◆ **REQUIREMENTS**:
Starting at the line containing "Locate the green" and ending at the line containing "<point>288,55</point>", rewrite those rows with the requests included, multiplying every point coordinate in the answers by 2.1 and rounding to whole numbers, halves up. Leave the coordinates in the requests' format samples unchanged.

◆ **RECORDS FOR THE TASK**:
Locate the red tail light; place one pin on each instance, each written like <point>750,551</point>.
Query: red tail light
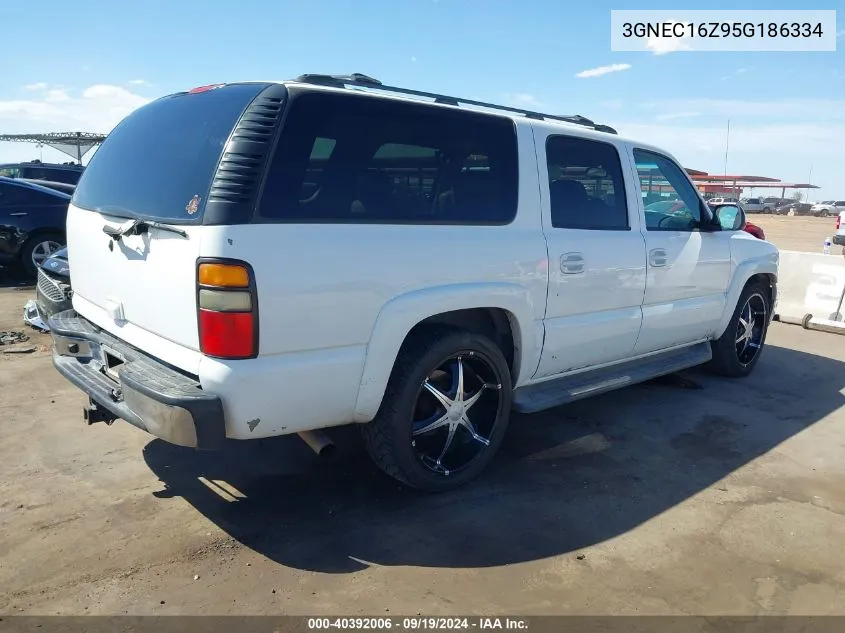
<point>227,309</point>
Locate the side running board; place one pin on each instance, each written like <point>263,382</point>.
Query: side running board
<point>553,393</point>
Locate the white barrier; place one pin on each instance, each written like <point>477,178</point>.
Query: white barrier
<point>809,283</point>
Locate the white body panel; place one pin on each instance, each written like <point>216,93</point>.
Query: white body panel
<point>336,301</point>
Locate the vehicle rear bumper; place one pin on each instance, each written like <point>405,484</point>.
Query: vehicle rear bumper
<point>146,392</point>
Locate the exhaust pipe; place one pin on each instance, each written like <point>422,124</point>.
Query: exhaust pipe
<point>318,442</point>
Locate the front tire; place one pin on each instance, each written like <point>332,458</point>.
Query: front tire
<point>37,249</point>
<point>444,412</point>
<point>737,351</point>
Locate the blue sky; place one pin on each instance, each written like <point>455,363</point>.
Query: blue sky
<point>102,59</point>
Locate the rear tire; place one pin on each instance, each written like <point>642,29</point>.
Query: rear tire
<point>737,351</point>
<point>38,248</point>
<point>430,434</point>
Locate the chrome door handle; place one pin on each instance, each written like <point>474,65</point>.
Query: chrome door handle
<point>657,257</point>
<point>571,263</point>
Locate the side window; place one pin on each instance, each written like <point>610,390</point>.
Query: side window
<point>350,159</point>
<point>586,188</point>
<point>67,176</point>
<point>671,202</point>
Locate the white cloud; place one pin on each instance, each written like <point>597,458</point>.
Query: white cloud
<point>97,109</point>
<point>612,104</point>
<point>602,70</point>
<point>669,116</point>
<point>663,45</point>
<point>784,109</point>
<point>781,143</point>
<point>522,100</point>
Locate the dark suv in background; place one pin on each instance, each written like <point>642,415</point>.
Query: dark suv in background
<point>68,173</point>
<point>32,223</point>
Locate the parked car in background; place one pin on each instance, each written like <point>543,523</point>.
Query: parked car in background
<point>58,186</point>
<point>754,230</point>
<point>756,205</point>
<point>306,255</point>
<point>68,173</point>
<point>774,202</point>
<point>795,208</point>
<point>53,292</point>
<point>32,223</point>
<point>839,236</point>
<point>720,200</point>
<point>828,207</point>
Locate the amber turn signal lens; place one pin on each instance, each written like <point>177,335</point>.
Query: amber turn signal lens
<point>223,275</point>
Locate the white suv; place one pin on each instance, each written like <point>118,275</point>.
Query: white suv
<point>828,207</point>
<point>260,259</point>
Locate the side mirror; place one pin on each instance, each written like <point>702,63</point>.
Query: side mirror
<point>730,217</point>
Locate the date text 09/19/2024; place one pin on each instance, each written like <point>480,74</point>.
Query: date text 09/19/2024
<point>422,623</point>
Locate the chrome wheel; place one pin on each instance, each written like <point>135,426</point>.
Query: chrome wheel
<point>750,329</point>
<point>43,250</point>
<point>456,411</point>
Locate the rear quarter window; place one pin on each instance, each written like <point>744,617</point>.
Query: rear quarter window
<point>354,159</point>
<point>161,156</point>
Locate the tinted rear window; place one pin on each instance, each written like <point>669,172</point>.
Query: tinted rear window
<point>352,159</point>
<point>161,156</point>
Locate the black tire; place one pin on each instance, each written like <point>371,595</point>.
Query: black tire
<point>31,244</point>
<point>727,358</point>
<point>389,436</point>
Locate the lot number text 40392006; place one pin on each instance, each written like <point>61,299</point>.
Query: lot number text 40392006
<point>419,623</point>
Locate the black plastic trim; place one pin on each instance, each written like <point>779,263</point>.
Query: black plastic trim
<point>253,291</point>
<point>205,409</point>
<point>237,180</point>
<point>615,151</point>
<point>295,92</point>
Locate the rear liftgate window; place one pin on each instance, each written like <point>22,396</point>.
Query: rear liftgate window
<point>353,159</point>
<point>158,163</point>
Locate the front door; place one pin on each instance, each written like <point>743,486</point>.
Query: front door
<point>596,253</point>
<point>688,269</point>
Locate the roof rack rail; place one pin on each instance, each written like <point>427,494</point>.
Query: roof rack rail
<point>364,81</point>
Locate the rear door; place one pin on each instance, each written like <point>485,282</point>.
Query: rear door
<point>158,164</point>
<point>688,269</point>
<point>596,253</point>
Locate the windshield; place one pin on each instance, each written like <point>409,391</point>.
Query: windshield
<point>158,163</point>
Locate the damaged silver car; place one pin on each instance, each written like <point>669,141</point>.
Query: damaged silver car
<point>53,292</point>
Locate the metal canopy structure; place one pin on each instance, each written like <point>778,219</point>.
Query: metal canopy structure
<point>725,184</point>
<point>74,144</point>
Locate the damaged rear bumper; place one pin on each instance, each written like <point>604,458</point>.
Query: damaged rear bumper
<point>134,386</point>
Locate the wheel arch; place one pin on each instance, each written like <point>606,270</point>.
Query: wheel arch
<point>502,311</point>
<point>764,270</point>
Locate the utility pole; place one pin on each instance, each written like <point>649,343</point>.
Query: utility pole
<point>810,180</point>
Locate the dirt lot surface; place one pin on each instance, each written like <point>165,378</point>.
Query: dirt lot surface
<point>795,233</point>
<point>728,498</point>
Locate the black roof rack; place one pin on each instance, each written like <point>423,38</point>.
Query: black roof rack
<point>364,81</point>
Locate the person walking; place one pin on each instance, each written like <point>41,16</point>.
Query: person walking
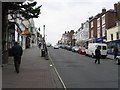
<point>97,55</point>
<point>17,53</point>
<point>115,52</point>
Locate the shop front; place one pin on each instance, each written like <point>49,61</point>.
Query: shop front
<point>111,45</point>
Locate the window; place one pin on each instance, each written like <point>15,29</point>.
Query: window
<point>99,47</point>
<point>103,30</point>
<point>117,35</point>
<point>98,22</point>
<point>98,32</point>
<point>103,19</point>
<point>104,47</point>
<point>111,36</point>
<point>91,33</point>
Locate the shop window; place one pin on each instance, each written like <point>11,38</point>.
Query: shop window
<point>111,47</point>
<point>111,36</point>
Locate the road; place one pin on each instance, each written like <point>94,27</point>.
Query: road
<point>80,71</point>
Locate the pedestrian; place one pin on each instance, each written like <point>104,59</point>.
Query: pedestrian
<point>97,55</point>
<point>115,52</point>
<point>17,53</point>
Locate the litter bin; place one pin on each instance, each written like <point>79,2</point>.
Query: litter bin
<point>42,52</point>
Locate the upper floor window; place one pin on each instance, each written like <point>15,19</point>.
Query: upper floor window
<point>98,22</point>
<point>91,24</point>
<point>98,32</point>
<point>103,19</point>
<point>111,36</point>
<point>117,35</point>
<point>91,33</point>
<point>103,30</point>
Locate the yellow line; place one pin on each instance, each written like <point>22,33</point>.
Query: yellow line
<point>64,86</point>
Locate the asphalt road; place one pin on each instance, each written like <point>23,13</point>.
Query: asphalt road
<point>80,71</point>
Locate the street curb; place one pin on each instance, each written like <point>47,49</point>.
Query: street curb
<point>58,75</point>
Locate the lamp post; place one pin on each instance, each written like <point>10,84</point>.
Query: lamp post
<point>44,32</point>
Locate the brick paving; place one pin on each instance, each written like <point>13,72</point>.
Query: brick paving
<point>35,72</point>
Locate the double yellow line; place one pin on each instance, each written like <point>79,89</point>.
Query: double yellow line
<point>63,84</point>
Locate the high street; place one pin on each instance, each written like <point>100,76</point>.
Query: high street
<point>80,71</point>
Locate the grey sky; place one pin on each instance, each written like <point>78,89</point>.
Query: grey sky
<point>64,15</point>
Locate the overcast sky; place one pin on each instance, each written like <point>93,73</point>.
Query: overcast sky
<point>59,16</point>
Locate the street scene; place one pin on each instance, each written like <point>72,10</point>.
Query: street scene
<point>70,44</point>
<point>80,71</point>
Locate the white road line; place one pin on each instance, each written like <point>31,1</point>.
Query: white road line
<point>63,84</point>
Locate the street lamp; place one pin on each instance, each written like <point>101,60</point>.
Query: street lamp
<point>44,31</point>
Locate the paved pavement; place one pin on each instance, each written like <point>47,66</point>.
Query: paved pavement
<point>35,72</point>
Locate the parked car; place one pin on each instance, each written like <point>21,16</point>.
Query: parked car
<point>82,50</point>
<point>56,47</point>
<point>118,60</point>
<point>92,47</point>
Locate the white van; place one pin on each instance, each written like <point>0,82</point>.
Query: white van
<point>93,46</point>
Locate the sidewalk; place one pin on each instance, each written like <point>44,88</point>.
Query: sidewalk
<point>35,72</point>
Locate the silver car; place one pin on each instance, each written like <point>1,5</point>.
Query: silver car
<point>118,60</point>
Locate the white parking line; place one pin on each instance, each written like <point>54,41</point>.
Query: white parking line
<point>63,84</point>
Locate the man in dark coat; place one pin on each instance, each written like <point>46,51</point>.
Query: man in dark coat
<point>97,55</point>
<point>115,52</point>
<point>17,53</point>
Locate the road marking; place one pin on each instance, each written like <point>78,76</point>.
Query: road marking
<point>63,84</point>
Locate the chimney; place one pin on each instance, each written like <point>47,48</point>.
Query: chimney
<point>103,10</point>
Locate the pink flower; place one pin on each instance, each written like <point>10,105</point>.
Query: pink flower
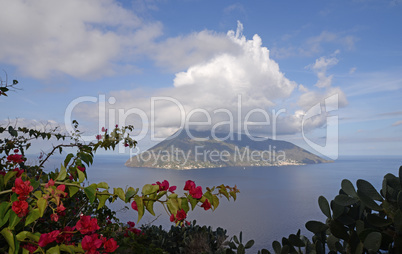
<point>20,208</point>
<point>206,205</point>
<point>164,186</point>
<point>81,168</point>
<point>45,239</point>
<point>22,188</point>
<point>54,217</point>
<point>110,245</point>
<point>30,247</point>
<point>134,206</point>
<point>87,225</point>
<point>181,215</point>
<point>189,185</point>
<point>19,171</point>
<point>131,224</point>
<point>91,242</point>
<point>50,183</point>
<point>196,192</point>
<point>66,235</point>
<point>15,158</point>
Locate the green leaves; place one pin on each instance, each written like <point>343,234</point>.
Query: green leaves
<point>81,176</point>
<point>63,173</point>
<point>32,216</point>
<point>149,189</point>
<point>324,206</point>
<point>316,226</point>
<point>140,207</point>
<point>90,191</point>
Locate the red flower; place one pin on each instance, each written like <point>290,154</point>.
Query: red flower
<point>87,225</point>
<point>206,205</point>
<point>22,188</point>
<point>19,171</point>
<point>134,206</point>
<point>90,243</point>
<point>189,185</point>
<point>196,192</point>
<point>45,239</point>
<point>66,236</point>
<point>110,245</point>
<point>20,208</point>
<point>15,158</point>
<point>54,217</point>
<point>181,215</point>
<point>30,247</point>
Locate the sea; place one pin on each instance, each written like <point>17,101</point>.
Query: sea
<point>273,201</point>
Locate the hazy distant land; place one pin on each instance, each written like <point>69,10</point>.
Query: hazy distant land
<point>183,152</point>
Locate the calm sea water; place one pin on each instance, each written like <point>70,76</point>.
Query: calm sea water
<point>273,201</point>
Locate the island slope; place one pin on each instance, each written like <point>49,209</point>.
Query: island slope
<point>200,150</point>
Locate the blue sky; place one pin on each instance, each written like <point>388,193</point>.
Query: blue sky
<point>288,55</point>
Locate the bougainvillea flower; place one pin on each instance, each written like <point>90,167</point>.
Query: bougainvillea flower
<point>19,172</point>
<point>134,206</point>
<point>189,185</point>
<point>196,192</point>
<point>110,245</point>
<point>20,208</point>
<point>30,247</point>
<point>81,168</point>
<point>181,215</point>
<point>54,217</point>
<point>87,225</point>
<point>131,224</point>
<point>91,242</point>
<point>22,188</point>
<point>206,205</point>
<point>15,158</point>
<point>50,183</point>
<point>45,239</point>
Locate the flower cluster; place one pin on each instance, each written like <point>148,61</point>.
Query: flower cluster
<point>91,242</point>
<point>15,158</point>
<point>180,216</point>
<point>195,191</point>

◆ **RESULT FOR THIS EXERCISE**:
Locate the green leaves; place one pin on each instance, each written like <point>343,234</point>.
Query: green leaves
<point>170,370</point>
<point>132,363</point>
<point>67,454</point>
<point>313,397</point>
<point>680,433</point>
<point>664,475</point>
<point>294,435</point>
<point>189,401</point>
Locate the red flower; place one pin on each instance, each written like <point>290,154</point>.
Query: red flower
<point>183,473</point>
<point>433,431</point>
<point>46,395</point>
<point>40,359</point>
<point>281,433</point>
<point>189,510</point>
<point>397,389</point>
<point>412,403</point>
<point>95,502</point>
<point>139,496</point>
<point>231,515</point>
<point>42,437</point>
<point>32,332</point>
<point>113,456</point>
<point>380,452</point>
<point>63,519</point>
Locate the sea; place one pin on each instance, each written like <point>17,101</point>.
Query: sea
<point>573,422</point>
Locate the hazy distant land; place one pin on each instance, each written like <point>69,10</point>.
Query: hazy distant land
<point>384,319</point>
Locate the calm sea water; place one pin on each instance, each written like <point>70,76</point>.
Query: calm sea water
<point>573,422</point>
Locate the island slope; place one pin on each instance, each written like <point>49,209</point>.
Query: island slope
<point>420,315</point>
Locate the blue sky; place one pin on each instance, each written like <point>388,193</point>.
Query: blue sky
<point>605,116</point>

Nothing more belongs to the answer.